任务要求
请重写下方列表中的所有行，其中的要求也一并保留。答案中的每个坐标数值都要平移 110，也就是各加上 110。

-------- 给定条目 --------

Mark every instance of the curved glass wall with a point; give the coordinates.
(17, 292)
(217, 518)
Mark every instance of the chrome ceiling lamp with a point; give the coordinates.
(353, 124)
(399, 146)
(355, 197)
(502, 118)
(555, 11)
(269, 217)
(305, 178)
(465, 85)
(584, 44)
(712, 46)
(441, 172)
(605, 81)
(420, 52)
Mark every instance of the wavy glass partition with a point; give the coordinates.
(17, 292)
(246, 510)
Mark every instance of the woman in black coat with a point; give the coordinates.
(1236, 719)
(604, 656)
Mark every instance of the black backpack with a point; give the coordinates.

--------

参考答案
Mark every instance of the curved glass wall with a point; give the coordinates.
(127, 402)
(327, 628)
Mark every instance of the chrome ceiling lamp with a point; give the coordinates.
(463, 234)
(509, 256)
(465, 307)
(612, 228)
(665, 121)
(379, 327)
(415, 288)
(575, 195)
(694, 154)
(822, 156)
(551, 282)
(715, 191)
(530, 162)
Mark every instance of the wavy glass partition with a point; give the coordinates.
(127, 402)
(356, 620)
Mark every instance of the woman in black coat with a point; give the coordinates.
(1346, 829)
(714, 766)
Mark every instance of the black backpack with a point; give the coordinates.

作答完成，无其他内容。